Check your understanding:
**A)** In the Fernald Preserve article, how many spotted salamanders were captured in the main vernal pool during the 2024 survey?
**B)** Continue the Fernald Preserve article after its last sentence.

Twenty-one years ago this spring, the Ohio Environmental Protection Agency and others were working to transform the former Fernald uranium processing facility in northwest Hamilton County into a nature preserve. The site cleanup was nearing the finish line — the remediation would be declared complete the following year, in October 2006, with the Fernald Preserve opening a year later.
Back then, the EPA had one key indicator it was eyeing to see if the wetlands it had built were working: salamanders.
"Salamanders, basically, are a sign of an established wetland, and in this case, would show that we've put a wetland in a location where salamanders need additional breeding habitat," then-team leader Tom Schneider told me for a story for WMUB in 2005.
It was a cold, windy day in late March of that year when I joined Schneider and other specialists at Fernald to search for salamanders in the man-made wetlands. Their presence would be a sign the land was healing from its Cold War-era scars, when employees spent nearly 40 years producing uranium metal for nuclear weapons.
We didn't find any that day, but as a team member sang to the tune of a Frank Sinatra ditty, "we have high hopes, high hopes," for the future.
Schneider said, "We're looking forward to the day when we get the site cleaned up and it can be like a land lab environmental education facility where folks can bring kids out here and do environmental education on the importance of wetlands. It's going to make a great contrast with what used to be here, the environmental contamination with, you know, the environmental benefit that the facility is providing down the road."
Two decades later, that vision is a reality
These days, Fernald Interpretive Specialist Luke Thies gives tours of those same wetlands. On a much warmer day in late March 2026, he's leading an all-ages tour of visitors on their own hunt for salamanders. We tromp past a stand of pine trees planted in the 1960s as part of first lady Lady Bird Johnson's beautification project, then through a grove of newly planted deciduous hardwoods, beaches, oaks and maples, to arrive at small, shallow pond of water.
"This is our main vernal pool," Thies explains, noting the water will dry up in the summer. "[It] is probably our most populous salamander location."
He stands close to the edge, kneeling to inspect clusters of shiny clumps near the water's surface.
"If you come down this way and look in the water, you'll see the egg sacs on the edge of the water, little jelly-like egg sacs."
There are tons of them.
Unlike that day in 2005, when scientists now go looking for salamanders at Fernald, they find them.
"Our wetlands have definitely evolved over the years, and this one has really exploded in the past few years. We did a survey in 2024 and we captured 90 spotted salamanders in this vernal pool, which is huge," Thies says. "Previously, I think their best was, like, 15."
Fernald will always carry the signs of its past. The most obvious is the giant on-site disposal mound containing about 3 million cubic yards of low grade contaminated waste.

Dataset extract:
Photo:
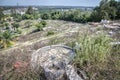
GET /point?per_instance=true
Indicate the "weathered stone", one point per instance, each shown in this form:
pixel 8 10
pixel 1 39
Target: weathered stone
pixel 55 60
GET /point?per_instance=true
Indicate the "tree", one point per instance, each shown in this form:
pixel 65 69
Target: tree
pixel 106 10
pixel 28 24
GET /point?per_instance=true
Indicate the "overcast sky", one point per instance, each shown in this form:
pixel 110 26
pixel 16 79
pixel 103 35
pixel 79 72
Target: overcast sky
pixel 51 2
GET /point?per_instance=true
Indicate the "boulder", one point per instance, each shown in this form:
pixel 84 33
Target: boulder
pixel 55 60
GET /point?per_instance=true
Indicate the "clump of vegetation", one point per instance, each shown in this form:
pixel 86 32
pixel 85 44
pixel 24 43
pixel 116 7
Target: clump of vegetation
pixel 50 33
pixel 6 39
pixel 15 25
pixel 95 49
pixel 41 25
pixel 108 9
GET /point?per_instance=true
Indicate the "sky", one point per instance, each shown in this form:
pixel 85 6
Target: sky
pixel 51 2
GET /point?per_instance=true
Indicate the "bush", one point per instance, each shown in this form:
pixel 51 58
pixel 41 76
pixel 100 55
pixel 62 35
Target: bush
pixel 50 33
pixel 94 49
pixel 41 25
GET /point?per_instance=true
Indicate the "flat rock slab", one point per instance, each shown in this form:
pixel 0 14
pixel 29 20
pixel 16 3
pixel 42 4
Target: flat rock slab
pixel 51 54
pixel 55 60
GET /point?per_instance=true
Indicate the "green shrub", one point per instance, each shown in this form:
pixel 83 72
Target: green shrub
pixel 50 33
pixel 41 25
pixel 94 49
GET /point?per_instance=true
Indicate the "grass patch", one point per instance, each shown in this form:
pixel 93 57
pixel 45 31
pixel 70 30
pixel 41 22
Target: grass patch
pixel 94 49
pixel 50 33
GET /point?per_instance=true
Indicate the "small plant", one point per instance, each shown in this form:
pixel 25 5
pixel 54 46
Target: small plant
pixel 6 39
pixel 94 49
pixel 41 25
pixel 50 33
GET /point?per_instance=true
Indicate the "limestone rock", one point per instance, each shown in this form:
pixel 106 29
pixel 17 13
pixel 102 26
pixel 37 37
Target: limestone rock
pixel 55 60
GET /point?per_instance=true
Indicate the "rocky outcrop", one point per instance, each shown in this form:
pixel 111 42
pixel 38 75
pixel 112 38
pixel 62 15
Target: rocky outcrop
pixel 55 60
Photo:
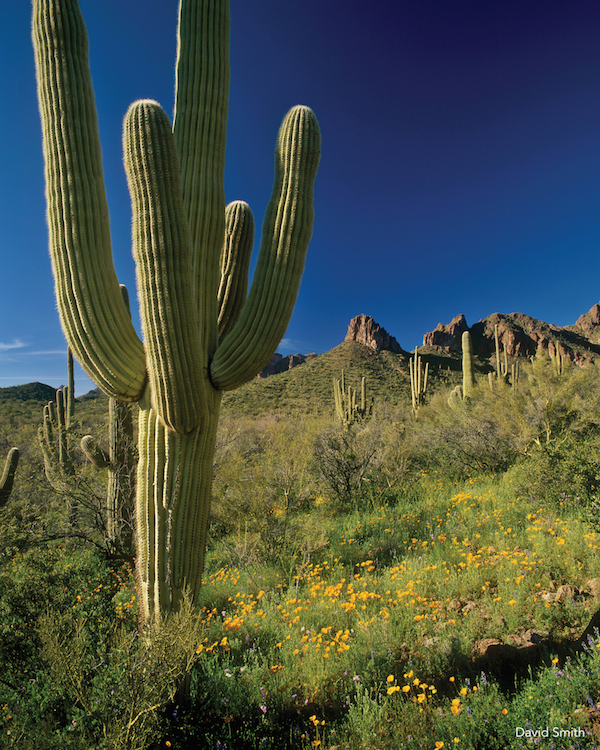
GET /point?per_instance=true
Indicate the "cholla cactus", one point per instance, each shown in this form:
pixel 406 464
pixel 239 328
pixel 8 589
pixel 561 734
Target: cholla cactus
pixel 179 371
pixel 8 475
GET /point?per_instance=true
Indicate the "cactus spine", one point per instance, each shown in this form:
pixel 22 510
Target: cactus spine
pixel 8 475
pixel 346 406
pixel 418 380
pixel 468 371
pixel 175 179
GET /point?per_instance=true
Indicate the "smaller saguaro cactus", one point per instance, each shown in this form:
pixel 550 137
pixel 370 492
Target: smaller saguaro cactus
pixel 8 475
pixel 55 449
pixel 501 369
pixel 558 363
pixel 418 380
pixel 456 397
pixel 514 374
pixel 120 459
pixel 346 406
pixel 468 371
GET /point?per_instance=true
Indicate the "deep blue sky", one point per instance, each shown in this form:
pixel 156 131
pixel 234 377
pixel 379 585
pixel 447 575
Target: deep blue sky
pixel 460 166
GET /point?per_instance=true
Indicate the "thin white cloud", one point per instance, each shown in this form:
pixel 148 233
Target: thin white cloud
pixel 16 344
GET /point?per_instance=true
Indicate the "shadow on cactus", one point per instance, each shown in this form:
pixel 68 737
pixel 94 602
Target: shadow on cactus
pixel 202 334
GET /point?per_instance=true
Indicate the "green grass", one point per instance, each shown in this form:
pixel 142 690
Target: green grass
pixel 422 610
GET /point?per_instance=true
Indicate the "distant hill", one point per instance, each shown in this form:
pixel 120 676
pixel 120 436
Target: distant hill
pixel 308 388
pixel 306 382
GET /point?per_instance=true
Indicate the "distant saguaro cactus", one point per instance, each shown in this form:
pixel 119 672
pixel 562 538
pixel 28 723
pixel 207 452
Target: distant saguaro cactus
pixel 175 176
pixel 120 460
pixel 347 408
pixel 418 380
pixel 54 442
pixel 8 475
pixel 468 372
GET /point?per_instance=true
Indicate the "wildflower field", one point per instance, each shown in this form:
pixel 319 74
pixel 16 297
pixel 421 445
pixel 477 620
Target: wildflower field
pixel 430 607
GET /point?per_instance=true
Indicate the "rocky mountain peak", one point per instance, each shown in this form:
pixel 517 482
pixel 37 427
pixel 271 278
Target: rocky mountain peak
pixel 364 330
pixel 447 337
pixel 589 323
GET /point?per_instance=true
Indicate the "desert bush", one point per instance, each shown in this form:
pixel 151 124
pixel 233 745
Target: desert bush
pixel 344 457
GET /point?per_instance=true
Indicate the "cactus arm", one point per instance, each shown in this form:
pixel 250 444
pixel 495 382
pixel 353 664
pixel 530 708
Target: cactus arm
pixel 235 262
pixel 70 390
pixel 200 129
pixel 162 252
pixel 8 475
pixel 92 313
pixel 286 233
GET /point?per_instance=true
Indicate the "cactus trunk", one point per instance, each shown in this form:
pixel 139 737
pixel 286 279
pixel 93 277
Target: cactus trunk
pixel 200 336
pixel 174 479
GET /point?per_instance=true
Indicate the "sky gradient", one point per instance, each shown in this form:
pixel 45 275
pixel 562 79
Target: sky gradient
pixel 460 167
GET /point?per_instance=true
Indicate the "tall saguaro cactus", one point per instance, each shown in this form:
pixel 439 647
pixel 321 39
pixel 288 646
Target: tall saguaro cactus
pixel 8 475
pixel 175 178
pixel 468 371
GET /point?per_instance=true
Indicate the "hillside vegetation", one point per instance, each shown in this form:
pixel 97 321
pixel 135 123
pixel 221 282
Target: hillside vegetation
pixel 411 580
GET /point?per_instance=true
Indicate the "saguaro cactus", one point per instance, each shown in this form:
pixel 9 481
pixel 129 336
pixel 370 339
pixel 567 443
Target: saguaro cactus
pixel 418 380
pixel 468 372
pixel 55 449
pixel 346 406
pixel 175 179
pixel 120 460
pixel 8 475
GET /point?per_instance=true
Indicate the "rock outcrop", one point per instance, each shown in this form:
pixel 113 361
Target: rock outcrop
pixel 523 336
pixel 589 324
pixel 364 330
pixel 447 337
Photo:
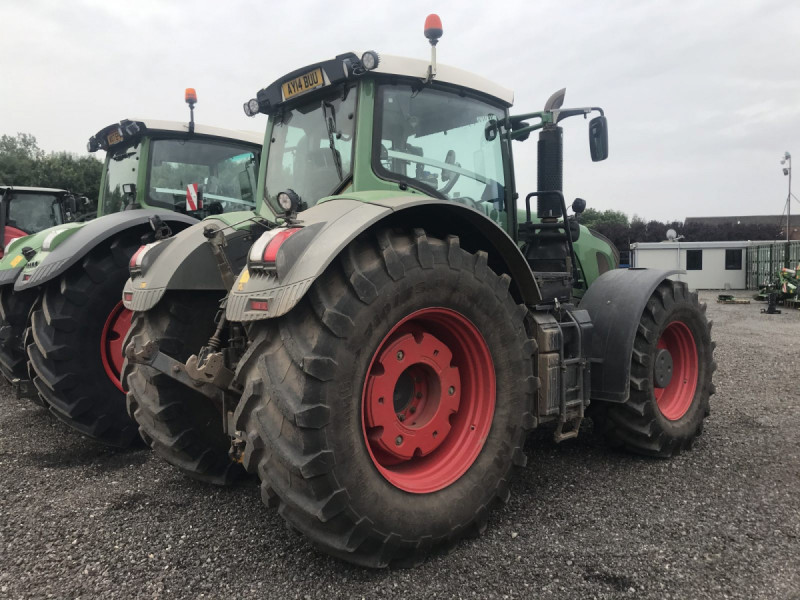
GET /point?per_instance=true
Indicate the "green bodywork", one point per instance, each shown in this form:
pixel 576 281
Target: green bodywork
pixel 14 259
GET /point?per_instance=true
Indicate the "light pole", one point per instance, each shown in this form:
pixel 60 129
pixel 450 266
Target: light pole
pixel 788 171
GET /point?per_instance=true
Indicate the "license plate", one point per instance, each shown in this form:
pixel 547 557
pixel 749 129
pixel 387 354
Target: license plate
pixel 115 137
pixel 306 82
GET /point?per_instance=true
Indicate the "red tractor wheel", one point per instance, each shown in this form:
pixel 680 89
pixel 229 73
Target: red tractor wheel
pixel 386 412
pixel 671 370
pixel 75 346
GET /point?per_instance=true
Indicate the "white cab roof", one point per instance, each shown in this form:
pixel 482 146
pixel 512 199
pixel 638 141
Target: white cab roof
pixel 25 188
pixel 183 126
pixel 414 67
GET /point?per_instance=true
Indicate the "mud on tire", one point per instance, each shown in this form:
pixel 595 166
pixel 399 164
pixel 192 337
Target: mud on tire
pixel 653 426
pixel 65 353
pixel 14 310
pixel 301 410
pixel 181 426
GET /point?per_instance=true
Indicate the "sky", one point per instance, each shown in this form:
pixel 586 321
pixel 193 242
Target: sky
pixel 702 97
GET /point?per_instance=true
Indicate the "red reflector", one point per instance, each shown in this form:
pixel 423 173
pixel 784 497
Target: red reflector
pixel 271 251
pixel 259 305
pixel 135 256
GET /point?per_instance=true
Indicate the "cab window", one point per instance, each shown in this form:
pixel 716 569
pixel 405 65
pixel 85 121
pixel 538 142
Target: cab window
pixel 436 142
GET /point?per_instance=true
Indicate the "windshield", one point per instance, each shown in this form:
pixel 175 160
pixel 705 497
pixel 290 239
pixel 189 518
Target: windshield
pixel 311 151
pixel 202 176
pixel 34 212
pixel 121 168
pixel 436 141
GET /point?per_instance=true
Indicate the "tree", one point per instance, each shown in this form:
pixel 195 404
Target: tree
pixel 23 163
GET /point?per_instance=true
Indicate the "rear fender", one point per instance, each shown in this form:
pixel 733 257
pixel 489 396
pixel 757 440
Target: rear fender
pixel 332 225
pixel 185 262
pixel 46 266
pixel 615 302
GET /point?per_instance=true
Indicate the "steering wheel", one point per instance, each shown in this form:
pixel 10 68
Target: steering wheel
pixel 449 176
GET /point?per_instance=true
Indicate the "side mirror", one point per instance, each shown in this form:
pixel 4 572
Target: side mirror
pixel 598 138
pixel 490 131
pixel 71 204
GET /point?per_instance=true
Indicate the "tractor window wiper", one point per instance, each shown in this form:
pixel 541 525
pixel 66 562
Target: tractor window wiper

Answers for this exercise:
**A)** 90 spotted salamanders.

**B)**
Thies doesn't shy away from that fact as he teaches people about the site. When a couple on the tour admits they grew up nearby but had never been to Fernald because "we've always been afraid," Thies smiles knowingly.
"That's the thing — there's a stigma against the site for the history of it. I want to let you know that even though that is a low-grade radioactive waste storage facility," he says, pointing to the on-site disposal mound, "it is perfectly safe. The most radiation exposure you get up there is from the sun. There's 10 feet of dirt between you and anything radioactive."
There also are groundwater extraction wells where the remaining plumes of uranium are being flushed out.
But alongside that giant mound and those wells, there's everything from beavers to bobcats, frogs to salamanders, and even species that are under threat, like the Blanchard's cricket frog, and rare birds.
Jeff Davis is an Ohio Department of Natural Resources-approved herpetologist that consults on endangered amphibians and reptiles. He monitored and studied salamander populations at Fernald for decades. Scientists at the site still use salamander traps he and his students built in the early aughts.
Now, he comes for the scenery.
"I remember when this was called the Feed Materials Production Center, and had red and white checkerboard signs at the entrances — everybody thought it was a Purina factory — and you would look out and just see all of these industrial buildings," he recalls.
"To see that gone now, and for me to come out here with my buddies and go bird watching and to see short eared owls flying around. And I think one day, I want to say we counted 12 species of ducks and geese on some of the lakes. It's incredible. Sandhill Cranes stop over here. It's pretty amazing."
From an EPA Superfund site no one wanted in their backyard to that living lab environmentalists imagined, Fernald stands as a testament to those "high hopes" for the future.